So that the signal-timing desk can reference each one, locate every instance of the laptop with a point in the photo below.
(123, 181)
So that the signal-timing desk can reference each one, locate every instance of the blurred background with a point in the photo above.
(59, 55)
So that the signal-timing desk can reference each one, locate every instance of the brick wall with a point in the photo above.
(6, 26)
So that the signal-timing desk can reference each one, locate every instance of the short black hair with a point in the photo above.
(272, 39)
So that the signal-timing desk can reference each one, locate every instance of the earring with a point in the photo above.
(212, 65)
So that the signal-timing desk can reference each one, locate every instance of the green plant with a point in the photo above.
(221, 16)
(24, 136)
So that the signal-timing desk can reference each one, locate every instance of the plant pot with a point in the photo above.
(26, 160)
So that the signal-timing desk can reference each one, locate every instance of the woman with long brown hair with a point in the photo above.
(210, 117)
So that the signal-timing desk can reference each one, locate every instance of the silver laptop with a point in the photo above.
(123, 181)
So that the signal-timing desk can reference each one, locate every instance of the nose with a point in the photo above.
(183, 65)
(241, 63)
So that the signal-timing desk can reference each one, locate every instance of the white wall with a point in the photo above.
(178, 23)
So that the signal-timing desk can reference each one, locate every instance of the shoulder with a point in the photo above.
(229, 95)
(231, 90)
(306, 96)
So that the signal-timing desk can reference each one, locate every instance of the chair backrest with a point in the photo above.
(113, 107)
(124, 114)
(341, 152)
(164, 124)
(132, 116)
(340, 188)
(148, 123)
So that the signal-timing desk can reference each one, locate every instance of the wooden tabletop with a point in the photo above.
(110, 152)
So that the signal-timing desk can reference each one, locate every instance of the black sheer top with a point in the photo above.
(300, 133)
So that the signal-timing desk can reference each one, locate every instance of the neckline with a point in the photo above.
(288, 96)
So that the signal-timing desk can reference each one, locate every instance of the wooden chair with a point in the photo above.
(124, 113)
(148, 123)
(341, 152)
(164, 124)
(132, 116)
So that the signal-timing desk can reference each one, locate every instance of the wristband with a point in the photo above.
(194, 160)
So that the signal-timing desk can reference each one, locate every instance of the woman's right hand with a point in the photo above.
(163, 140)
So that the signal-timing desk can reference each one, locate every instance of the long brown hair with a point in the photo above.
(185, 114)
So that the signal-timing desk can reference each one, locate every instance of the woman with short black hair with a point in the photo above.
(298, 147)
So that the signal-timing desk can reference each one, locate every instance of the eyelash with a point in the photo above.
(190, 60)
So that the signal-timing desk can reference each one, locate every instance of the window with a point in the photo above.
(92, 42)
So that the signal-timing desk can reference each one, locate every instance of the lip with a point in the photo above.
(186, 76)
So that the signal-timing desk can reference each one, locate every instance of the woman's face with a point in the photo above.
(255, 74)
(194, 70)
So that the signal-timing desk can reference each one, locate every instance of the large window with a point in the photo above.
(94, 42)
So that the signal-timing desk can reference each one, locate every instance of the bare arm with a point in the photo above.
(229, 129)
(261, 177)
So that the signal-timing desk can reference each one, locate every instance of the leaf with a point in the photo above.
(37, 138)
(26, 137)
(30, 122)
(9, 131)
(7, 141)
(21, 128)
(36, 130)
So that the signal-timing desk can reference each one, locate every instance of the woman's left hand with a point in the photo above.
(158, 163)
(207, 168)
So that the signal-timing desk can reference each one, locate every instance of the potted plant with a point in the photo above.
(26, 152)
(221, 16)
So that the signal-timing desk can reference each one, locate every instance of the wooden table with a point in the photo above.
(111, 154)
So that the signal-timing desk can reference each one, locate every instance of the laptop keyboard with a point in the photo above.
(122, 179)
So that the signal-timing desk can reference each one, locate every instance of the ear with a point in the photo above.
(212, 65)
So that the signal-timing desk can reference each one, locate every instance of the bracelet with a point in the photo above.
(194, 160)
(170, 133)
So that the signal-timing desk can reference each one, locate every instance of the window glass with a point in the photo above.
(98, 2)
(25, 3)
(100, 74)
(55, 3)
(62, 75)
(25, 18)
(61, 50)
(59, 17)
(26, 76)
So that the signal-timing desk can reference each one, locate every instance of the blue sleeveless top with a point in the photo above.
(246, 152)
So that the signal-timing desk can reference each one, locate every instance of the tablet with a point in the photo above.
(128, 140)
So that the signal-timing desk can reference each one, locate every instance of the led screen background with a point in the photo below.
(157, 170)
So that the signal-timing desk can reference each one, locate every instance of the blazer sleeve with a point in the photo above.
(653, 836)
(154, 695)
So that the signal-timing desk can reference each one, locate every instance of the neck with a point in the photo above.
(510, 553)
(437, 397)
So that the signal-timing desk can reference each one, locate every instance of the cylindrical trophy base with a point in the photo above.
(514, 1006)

● **Problem to solve**
The material above must be written out again in full, exactly.

● **Task response**
So that the signal-timing desk can reference each one, locate every instance of the laptop with a point in the photo below.
(123, 181)
So that the signal-timing desk can reference each one, locate every instance of the blurred background with a point in the photo above.
(59, 55)
So that the signal-timing desk can reference each one, locate every instance of the brick wall with a point in the photo above.
(6, 26)
So that the signal-timing desk can reference each one, locate every instance of the short black hair with a point in the photo above.
(272, 39)
So that the signal-timing desk can reference each one, locate every instance of the earring with a point in the photo above.
(212, 65)
So that the signal-timing desk can reference each one, locate every instance of the green plant with a point in the photo above.
(221, 16)
(24, 136)
So that the signal-timing desk can reference each one, locate every instance of the plant pot with a point in the photo above.
(26, 160)
So that the signal-timing desk can reference each one, locate every instance of the woman with long brown hair with a point in the photo above.
(210, 117)
So that the signal-timing desk can reference each one, locate every instance of the silver laptop with a point in the photo above.
(123, 181)
So that the signal-timing desk can reference each one, locate every instance of the nose with a point in the photo above.
(183, 65)
(241, 63)
So that the signal-timing desk can reference each one, locate every instance of the white wall with a point in the photo above.
(178, 23)
So that the signal-timing desk can reference each one, locate every instance of the shoulder with a point in the photo above.
(229, 95)
(231, 90)
(306, 96)
So that the signal-timing desk can reference each one, locate every instance of the chair backrest with a point in the photo above.
(113, 107)
(124, 114)
(341, 152)
(164, 124)
(132, 116)
(340, 188)
(148, 123)
So that the signal-timing desk can reference each one, locate every instance of the wooden tabletop with a point in the photo above.
(110, 152)
So that the signal-timing desk can reference each one, locate every instance of the black sheer top with a point in the photo above.
(300, 133)
So that the signal-timing desk can reference each one, locate every instance of the neckline with a point in the photo above.
(288, 96)
So that the signal-timing desk can reference each one, locate every instance of the wooden chair with a point in the photo above.
(124, 113)
(148, 123)
(341, 152)
(164, 124)
(132, 116)
So that the signal-timing desk can reference each one, locate every instance of the wristband with a point in the photo above.
(194, 160)
So that the signal-timing desk can reference each one, locate every instance of the woman's right hand with a point in the photo above.
(163, 140)
So that the signal-timing desk can reference each one, locate every instance of the long brown hair with a point in the photo above.
(185, 114)
So that the signal-timing desk can reference each one, locate every instance of the woman with short black hair with a point in the photo above.
(298, 147)
So that the signal-timing desk can reference each one, locate every instance of the eyelash with a point in the photo above.
(190, 60)
So that the signal-timing desk can reference each one, locate every instance of the window with a point in the photo above.
(92, 42)
So that the signal-timing desk can reference each one, locate every instance of the lip with a point in the photo above.
(186, 76)
So that the signal-timing desk can reference each one, locate every instance of the woman's face with a point in the photo above.
(255, 74)
(194, 70)
So that the signal-timing desk can reference each one, locate every instance of the large window with a point in the photo above.
(94, 42)
So that the signal-timing desk can reference each one, locate every instance of the bare arm with a point in the photo above.
(229, 129)
(261, 177)
So that the signal-timing desk can reference each one, locate every instance of the leaf with a point in the photo above.
(37, 138)
(26, 137)
(30, 122)
(9, 131)
(7, 141)
(21, 128)
(36, 130)
So that the signal-timing desk can reference each one, locate every instance of the woman's left hand with a point in the photo above.
(158, 163)
(207, 168)
So that the signal-timing desk can reference each one, locate every instance of the potted plant with a point in the photo above.
(26, 152)
(221, 16)
So that the signal-timing desk can reference each one, locate every instance of the wooden table with a point in the photo above.
(111, 154)
So that the signal-timing desk can reference each one, locate every instance of the laptop keyboard with a point in the photo above.
(122, 179)
So that the signal-timing desk can reference each one, locate every instance of the ear with a point in the photo above.
(212, 65)
So that the signal-timing desk can reference each one, locate every instance of the bracelet with a point in the photo above.
(194, 160)
(170, 133)
So that the signal-timing desk can reference each one, locate every instance of the window glass with a point in the photo above.
(98, 2)
(25, 3)
(100, 74)
(55, 3)
(62, 75)
(25, 18)
(61, 50)
(59, 17)
(26, 76)
So that the signal-timing desk can reference each one, locate every instance of the blue sleeveless top with a point in the photo above.
(246, 152)
So that the signal-timing desk can reference each one, locate every instance of the tablet with a point in the photo above.
(128, 140)
So that the signal-timing desk can reference each one, locate every instance of the led screen background with a point in the photo below.
(157, 170)
So that the signal-timing desk can reference each one, locate every instance of the blazer sleeve with a point in the photo above.
(653, 836)
(154, 695)
So that the signal-timing desk can reference each one, locate every instance of the neck with a point in the photo above.
(510, 553)
(437, 397)
So that the signal-timing desk can reference each one, locate every instance of the cylindrical trophy base with a point in the photo above.
(514, 1006)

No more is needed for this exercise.